▶ **EXERCISE INSTRUCTIONS**: Top to bottom, every record is to be copied word for word.

----- RECORDS SUPPLIED

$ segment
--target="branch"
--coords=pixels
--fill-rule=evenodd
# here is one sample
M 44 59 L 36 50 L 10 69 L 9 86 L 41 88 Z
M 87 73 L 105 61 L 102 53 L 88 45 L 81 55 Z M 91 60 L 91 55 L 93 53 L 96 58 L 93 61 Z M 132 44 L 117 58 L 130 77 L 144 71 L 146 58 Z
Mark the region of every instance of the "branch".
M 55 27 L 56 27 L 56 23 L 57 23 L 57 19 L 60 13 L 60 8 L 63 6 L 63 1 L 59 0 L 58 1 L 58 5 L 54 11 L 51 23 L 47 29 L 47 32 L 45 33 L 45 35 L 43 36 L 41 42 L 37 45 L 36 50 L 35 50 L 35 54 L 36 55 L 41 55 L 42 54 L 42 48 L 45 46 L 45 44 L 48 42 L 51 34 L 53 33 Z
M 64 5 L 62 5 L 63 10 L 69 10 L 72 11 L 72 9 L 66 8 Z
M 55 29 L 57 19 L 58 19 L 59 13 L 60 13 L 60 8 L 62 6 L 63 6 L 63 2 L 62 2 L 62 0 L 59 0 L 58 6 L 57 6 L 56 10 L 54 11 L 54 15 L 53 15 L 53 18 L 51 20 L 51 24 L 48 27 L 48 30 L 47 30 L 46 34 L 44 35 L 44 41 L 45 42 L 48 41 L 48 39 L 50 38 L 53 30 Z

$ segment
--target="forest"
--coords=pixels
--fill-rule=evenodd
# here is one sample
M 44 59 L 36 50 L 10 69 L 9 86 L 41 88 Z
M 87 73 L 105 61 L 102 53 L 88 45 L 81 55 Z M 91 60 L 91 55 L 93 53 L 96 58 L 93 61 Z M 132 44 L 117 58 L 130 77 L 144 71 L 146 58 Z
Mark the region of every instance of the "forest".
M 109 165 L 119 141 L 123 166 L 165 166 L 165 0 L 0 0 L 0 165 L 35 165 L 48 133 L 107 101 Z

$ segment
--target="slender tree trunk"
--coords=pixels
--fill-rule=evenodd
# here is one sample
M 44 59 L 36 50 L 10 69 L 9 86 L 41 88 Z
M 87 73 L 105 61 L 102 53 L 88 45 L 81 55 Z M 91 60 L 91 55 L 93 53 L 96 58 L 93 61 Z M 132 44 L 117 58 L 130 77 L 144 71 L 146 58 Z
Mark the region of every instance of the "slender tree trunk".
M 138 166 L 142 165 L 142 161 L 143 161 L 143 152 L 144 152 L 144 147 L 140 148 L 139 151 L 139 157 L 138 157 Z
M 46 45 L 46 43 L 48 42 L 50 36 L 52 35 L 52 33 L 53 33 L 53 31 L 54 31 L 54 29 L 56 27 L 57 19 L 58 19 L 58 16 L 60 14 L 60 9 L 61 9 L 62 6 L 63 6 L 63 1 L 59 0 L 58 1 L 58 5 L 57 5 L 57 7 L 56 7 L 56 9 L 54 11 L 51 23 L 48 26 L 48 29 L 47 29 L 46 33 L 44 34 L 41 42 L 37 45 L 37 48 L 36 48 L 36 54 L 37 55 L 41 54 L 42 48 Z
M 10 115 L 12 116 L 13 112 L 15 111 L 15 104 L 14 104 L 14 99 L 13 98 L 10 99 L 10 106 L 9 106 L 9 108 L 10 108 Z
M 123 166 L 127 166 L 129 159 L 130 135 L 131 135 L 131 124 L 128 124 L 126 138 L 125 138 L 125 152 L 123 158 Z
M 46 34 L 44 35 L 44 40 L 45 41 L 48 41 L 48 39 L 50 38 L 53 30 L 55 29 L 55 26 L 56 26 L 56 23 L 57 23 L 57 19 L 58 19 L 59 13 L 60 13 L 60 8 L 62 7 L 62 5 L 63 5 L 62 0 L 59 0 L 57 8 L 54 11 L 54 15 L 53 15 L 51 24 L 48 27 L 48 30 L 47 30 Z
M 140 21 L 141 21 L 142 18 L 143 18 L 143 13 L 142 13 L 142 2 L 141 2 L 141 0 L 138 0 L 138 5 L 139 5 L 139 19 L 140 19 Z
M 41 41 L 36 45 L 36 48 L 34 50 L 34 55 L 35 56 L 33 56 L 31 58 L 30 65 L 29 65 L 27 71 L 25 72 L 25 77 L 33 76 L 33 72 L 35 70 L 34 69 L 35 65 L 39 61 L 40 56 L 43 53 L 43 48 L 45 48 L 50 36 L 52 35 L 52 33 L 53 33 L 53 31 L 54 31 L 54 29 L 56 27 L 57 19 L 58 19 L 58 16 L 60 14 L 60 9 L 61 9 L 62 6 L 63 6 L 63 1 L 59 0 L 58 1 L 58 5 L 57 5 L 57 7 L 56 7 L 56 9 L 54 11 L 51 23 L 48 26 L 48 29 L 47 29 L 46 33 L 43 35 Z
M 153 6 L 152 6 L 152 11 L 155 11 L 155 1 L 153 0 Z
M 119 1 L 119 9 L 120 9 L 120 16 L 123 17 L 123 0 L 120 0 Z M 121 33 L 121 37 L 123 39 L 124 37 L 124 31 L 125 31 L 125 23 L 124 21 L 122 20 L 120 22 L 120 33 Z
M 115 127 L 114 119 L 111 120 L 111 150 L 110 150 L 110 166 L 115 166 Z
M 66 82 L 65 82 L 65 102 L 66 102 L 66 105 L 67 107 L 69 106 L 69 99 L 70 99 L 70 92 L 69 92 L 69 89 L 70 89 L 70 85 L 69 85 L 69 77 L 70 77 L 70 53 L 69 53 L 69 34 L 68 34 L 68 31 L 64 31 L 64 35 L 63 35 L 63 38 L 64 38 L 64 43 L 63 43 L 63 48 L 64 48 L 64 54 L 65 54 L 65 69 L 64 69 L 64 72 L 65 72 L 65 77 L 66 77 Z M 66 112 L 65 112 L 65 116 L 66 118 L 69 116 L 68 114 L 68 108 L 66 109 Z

----------

▶ **TASK RESULT**:
$ segment
--target="branch"
--coords=pixels
--fill-rule=evenodd
# here is one sample
M 44 59 L 36 50 L 10 69 L 9 86 L 41 88 Z
M 87 73 L 105 61 L 102 53 L 88 45 L 81 55 Z M 91 60 L 91 55 L 93 53 L 96 58 L 93 61 Z M 132 44 L 117 58 L 130 77 L 144 71 L 146 58 Z
Mark the region of every instance of the "branch".
M 55 27 L 56 27 L 56 23 L 57 23 L 57 19 L 60 13 L 60 8 L 63 6 L 63 1 L 59 0 L 58 1 L 58 5 L 54 11 L 51 23 L 47 29 L 47 32 L 45 33 L 45 35 L 43 36 L 41 42 L 37 45 L 36 50 L 35 50 L 35 54 L 36 55 L 41 55 L 42 54 L 42 48 L 45 46 L 45 44 L 48 42 L 51 34 L 53 33 Z
M 64 5 L 62 5 L 63 10 L 69 10 L 72 11 L 72 9 L 66 8 Z
M 55 29 L 57 19 L 58 19 L 59 13 L 60 13 L 60 8 L 62 6 L 63 6 L 63 2 L 62 2 L 62 0 L 59 0 L 58 6 L 57 6 L 56 10 L 54 11 L 54 15 L 53 15 L 53 18 L 51 20 L 51 24 L 48 27 L 48 30 L 47 30 L 46 34 L 44 35 L 44 41 L 45 42 L 48 41 L 48 39 L 50 38 L 53 30 Z

$ segment
--target="forest"
--coords=pixels
--fill-rule=evenodd
# here is one sample
M 44 59 L 36 50 L 10 69 L 9 86 L 41 88 Z
M 87 73 L 105 61 L 102 53 L 88 45 L 81 55 Z M 91 60 L 91 55 L 93 53 L 96 58 L 93 61 Z M 132 44 L 117 58 L 130 77 L 144 71 L 146 58 Z
Mark the region of every instance of the "forest".
M 109 165 L 119 141 L 123 166 L 165 166 L 165 0 L 0 0 L 0 165 L 35 165 L 48 133 L 107 101 Z

$ segment
--target="slender tree trunk"
--coords=pixels
--fill-rule=evenodd
# here is one sample
M 44 59 L 36 50 L 10 69 L 9 86 L 41 88 Z
M 87 73 L 105 61 L 102 53 L 88 45 L 81 55 Z M 91 60 L 91 55 L 93 53 L 96 58 L 93 61 Z M 132 44 L 117 58 L 130 77 L 144 71 L 146 58 Z
Mark the region of every instance of the "slender tree trunk".
M 138 166 L 142 165 L 142 161 L 143 161 L 143 152 L 144 152 L 144 147 L 140 148 L 139 151 L 139 157 L 138 157 Z
M 46 45 L 46 43 L 48 42 L 50 36 L 52 35 L 52 33 L 53 33 L 53 31 L 54 31 L 54 29 L 56 27 L 57 19 L 58 19 L 58 16 L 60 14 L 60 9 L 61 9 L 62 6 L 63 6 L 63 1 L 59 0 L 58 1 L 58 5 L 57 5 L 57 7 L 56 7 L 56 9 L 54 11 L 51 23 L 48 26 L 48 29 L 47 29 L 46 33 L 44 34 L 41 42 L 37 45 L 37 48 L 36 48 L 36 54 L 37 55 L 41 54 L 42 48 Z
M 10 115 L 12 116 L 13 112 L 15 111 L 15 104 L 14 104 L 14 99 L 13 98 L 10 99 L 10 106 L 9 106 L 9 108 L 10 108 Z
M 123 166 L 127 166 L 129 159 L 130 135 L 131 135 L 131 124 L 128 124 L 126 138 L 125 138 L 125 152 L 123 158 Z
M 46 34 L 44 35 L 44 40 L 45 41 L 48 41 L 48 39 L 50 38 L 53 30 L 55 29 L 55 26 L 56 26 L 56 23 L 57 23 L 57 19 L 58 19 L 59 13 L 60 13 L 60 8 L 62 7 L 62 5 L 63 5 L 62 0 L 59 0 L 57 8 L 54 11 L 54 15 L 53 15 L 51 24 L 48 27 L 48 30 L 47 30 Z
M 140 21 L 141 21 L 142 18 L 143 18 L 143 13 L 142 13 L 142 2 L 141 2 L 141 0 L 138 0 L 138 5 L 139 5 L 139 19 L 140 19 Z
M 41 41 L 36 45 L 36 48 L 34 50 L 34 55 L 35 56 L 33 56 L 31 58 L 30 65 L 29 65 L 27 71 L 25 72 L 25 77 L 33 76 L 33 72 L 35 70 L 34 69 L 35 65 L 39 61 L 40 56 L 43 53 L 43 48 L 45 48 L 50 36 L 52 35 L 52 33 L 53 33 L 53 31 L 54 31 L 54 29 L 56 27 L 57 19 L 58 19 L 58 16 L 60 14 L 60 9 L 61 9 L 62 6 L 63 6 L 63 1 L 59 0 L 58 1 L 58 5 L 57 5 L 57 7 L 56 7 L 56 9 L 54 11 L 51 23 L 48 26 L 48 29 L 47 29 L 46 33 L 43 35 Z
M 153 6 L 152 6 L 152 11 L 155 11 L 155 1 L 153 0 Z
M 119 1 L 119 9 L 120 9 L 120 16 L 123 17 L 123 0 L 120 0 Z M 121 33 L 121 37 L 123 39 L 124 37 L 124 31 L 125 31 L 125 23 L 124 21 L 122 20 L 120 22 L 120 33 Z
M 115 127 L 114 119 L 111 120 L 111 150 L 110 150 L 110 166 L 115 166 Z
M 66 82 L 65 82 L 65 102 L 66 102 L 66 105 L 67 107 L 69 106 L 69 99 L 70 99 L 70 92 L 69 92 L 69 89 L 70 89 L 70 85 L 69 85 L 69 77 L 70 77 L 70 53 L 69 53 L 69 34 L 68 34 L 68 31 L 64 31 L 64 35 L 63 35 L 63 38 L 64 38 L 64 43 L 63 43 L 63 48 L 64 48 L 64 54 L 65 54 L 65 69 L 64 69 L 64 72 L 65 72 L 65 77 L 66 77 Z M 66 112 L 65 112 L 65 116 L 66 118 L 69 116 L 68 114 L 68 108 L 66 109 Z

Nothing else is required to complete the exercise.